> [The problem]: Use the entries below and reproduce exactly the lines from the one containing "Q. Point to the water" down to the one containing "Q. Point to the red thread", both of them included.

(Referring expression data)

++++++++

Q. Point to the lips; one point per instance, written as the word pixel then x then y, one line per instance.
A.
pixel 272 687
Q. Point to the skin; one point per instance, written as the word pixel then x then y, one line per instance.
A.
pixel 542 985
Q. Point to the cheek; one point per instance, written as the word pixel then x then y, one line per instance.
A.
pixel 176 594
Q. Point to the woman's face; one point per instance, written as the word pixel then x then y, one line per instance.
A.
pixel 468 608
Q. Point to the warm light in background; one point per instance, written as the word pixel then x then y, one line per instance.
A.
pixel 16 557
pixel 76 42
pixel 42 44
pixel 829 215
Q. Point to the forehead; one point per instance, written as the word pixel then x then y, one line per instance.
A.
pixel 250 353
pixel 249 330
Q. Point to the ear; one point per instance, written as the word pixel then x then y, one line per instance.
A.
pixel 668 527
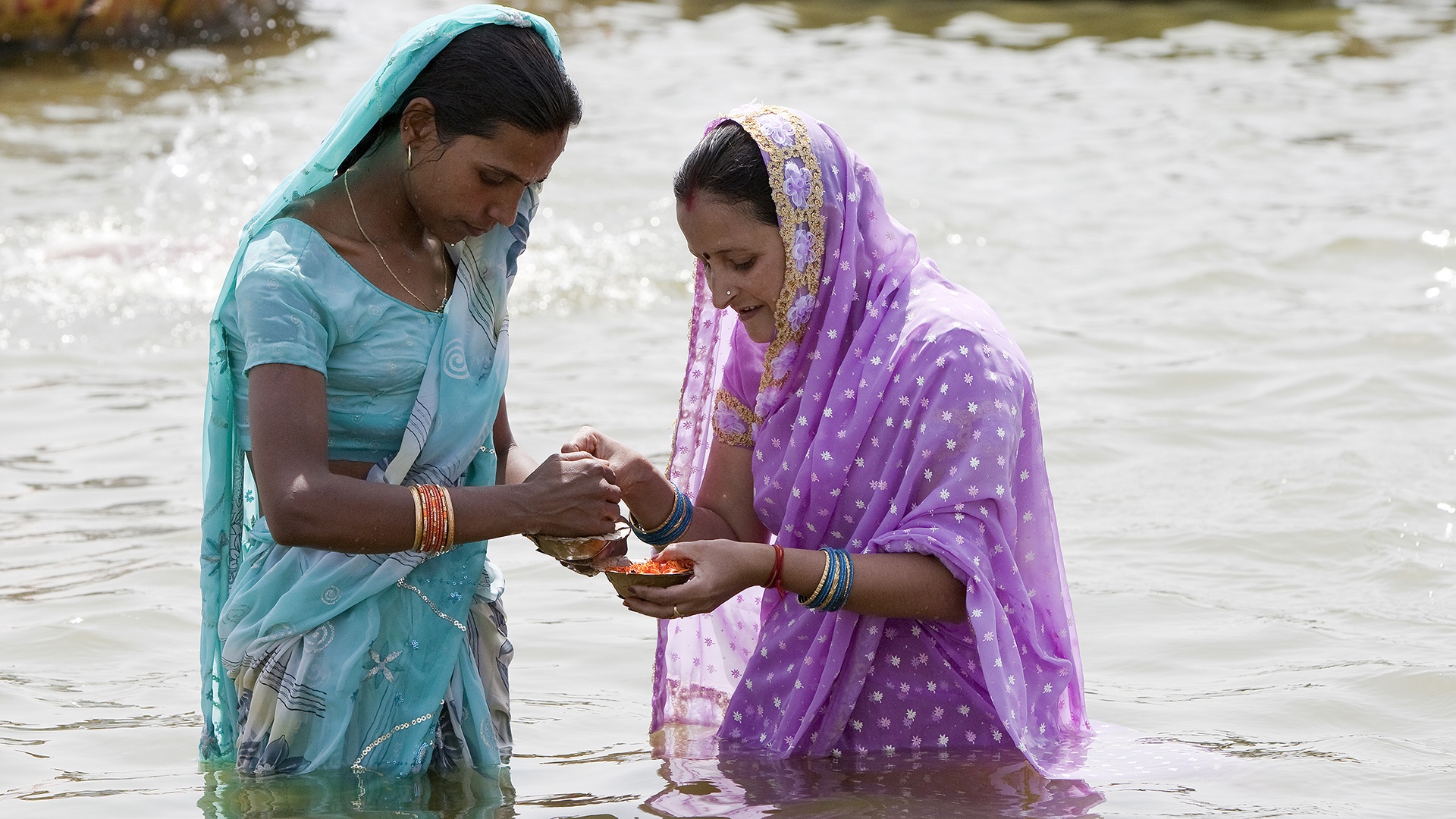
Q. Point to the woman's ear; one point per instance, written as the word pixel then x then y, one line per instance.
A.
pixel 417 126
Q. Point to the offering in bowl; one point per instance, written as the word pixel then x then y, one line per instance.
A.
pixel 657 575
pixel 582 550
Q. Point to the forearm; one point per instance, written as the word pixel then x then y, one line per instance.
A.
pixel 651 496
pixel 514 465
pixel 886 585
pixel 347 515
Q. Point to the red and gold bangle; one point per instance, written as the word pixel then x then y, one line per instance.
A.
pixel 444 493
pixel 437 521
pixel 419 516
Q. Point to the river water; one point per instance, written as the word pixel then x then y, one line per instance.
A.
pixel 1223 234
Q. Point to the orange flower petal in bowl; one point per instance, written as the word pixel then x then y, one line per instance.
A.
pixel 657 575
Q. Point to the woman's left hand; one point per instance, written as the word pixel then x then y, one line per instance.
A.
pixel 721 569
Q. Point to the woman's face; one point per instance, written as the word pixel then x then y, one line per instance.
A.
pixel 472 184
pixel 742 257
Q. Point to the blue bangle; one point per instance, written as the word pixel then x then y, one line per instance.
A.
pixel 846 580
pixel 673 528
pixel 833 579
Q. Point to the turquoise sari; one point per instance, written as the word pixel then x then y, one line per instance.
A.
pixel 331 661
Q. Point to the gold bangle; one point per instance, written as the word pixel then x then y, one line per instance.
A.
pixel 449 521
pixel 419 518
pixel 829 558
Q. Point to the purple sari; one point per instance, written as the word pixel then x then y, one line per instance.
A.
pixel 892 413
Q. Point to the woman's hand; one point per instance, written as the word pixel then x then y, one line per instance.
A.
pixel 629 465
pixel 721 569
pixel 574 494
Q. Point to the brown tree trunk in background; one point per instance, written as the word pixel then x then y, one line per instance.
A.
pixel 61 24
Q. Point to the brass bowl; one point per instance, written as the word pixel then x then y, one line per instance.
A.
pixel 622 580
pixel 582 550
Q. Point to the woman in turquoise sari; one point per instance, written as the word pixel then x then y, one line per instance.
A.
pixel 357 450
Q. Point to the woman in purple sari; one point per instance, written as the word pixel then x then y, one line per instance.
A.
pixel 858 475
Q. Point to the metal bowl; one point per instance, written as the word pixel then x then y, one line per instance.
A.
pixel 582 550
pixel 623 580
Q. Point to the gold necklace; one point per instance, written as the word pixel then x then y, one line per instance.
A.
pixel 425 305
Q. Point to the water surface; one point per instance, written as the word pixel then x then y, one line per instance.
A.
pixel 1222 232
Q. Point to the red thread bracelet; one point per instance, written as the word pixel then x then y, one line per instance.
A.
pixel 777 576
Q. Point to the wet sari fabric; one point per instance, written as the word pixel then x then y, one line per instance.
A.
pixel 892 413
pixel 389 662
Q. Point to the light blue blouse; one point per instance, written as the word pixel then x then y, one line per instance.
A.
pixel 300 303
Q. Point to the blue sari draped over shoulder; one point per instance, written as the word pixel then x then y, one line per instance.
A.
pixel 315 659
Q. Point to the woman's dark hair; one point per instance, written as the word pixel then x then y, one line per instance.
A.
pixel 727 164
pixel 487 76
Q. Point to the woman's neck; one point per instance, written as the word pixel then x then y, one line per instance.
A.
pixel 378 188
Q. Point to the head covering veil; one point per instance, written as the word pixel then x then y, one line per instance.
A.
pixel 376 645
pixel 892 413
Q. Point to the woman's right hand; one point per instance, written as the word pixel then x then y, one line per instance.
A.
pixel 574 494
pixel 628 465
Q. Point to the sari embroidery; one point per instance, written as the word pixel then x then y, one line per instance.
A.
pixel 894 414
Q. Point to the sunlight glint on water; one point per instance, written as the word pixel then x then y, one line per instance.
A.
pixel 1220 231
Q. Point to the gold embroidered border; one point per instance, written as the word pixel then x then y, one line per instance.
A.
pixel 745 414
pixel 431 604
pixel 811 216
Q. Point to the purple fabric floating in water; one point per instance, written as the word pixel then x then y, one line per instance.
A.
pixel 893 414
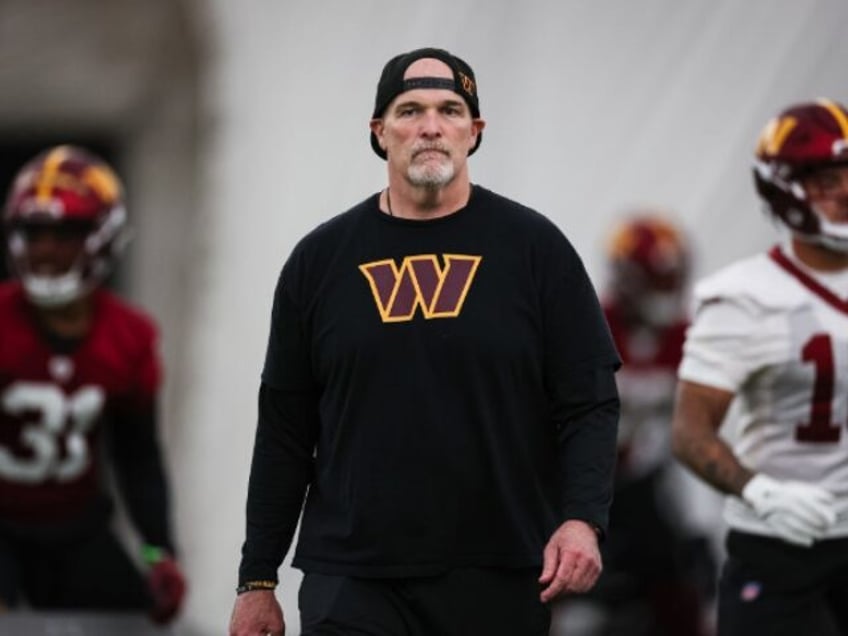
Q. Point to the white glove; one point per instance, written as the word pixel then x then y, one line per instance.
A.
pixel 800 513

++++++++

> [Response]:
Q. Point to the water surface; one point per instance, written as the word pixel then x then y, one line per instance.
A.
pixel 1222 232
Q. Point to the red thread bracelet; one point per instance, written as the word pixel then x then y, one line per instance.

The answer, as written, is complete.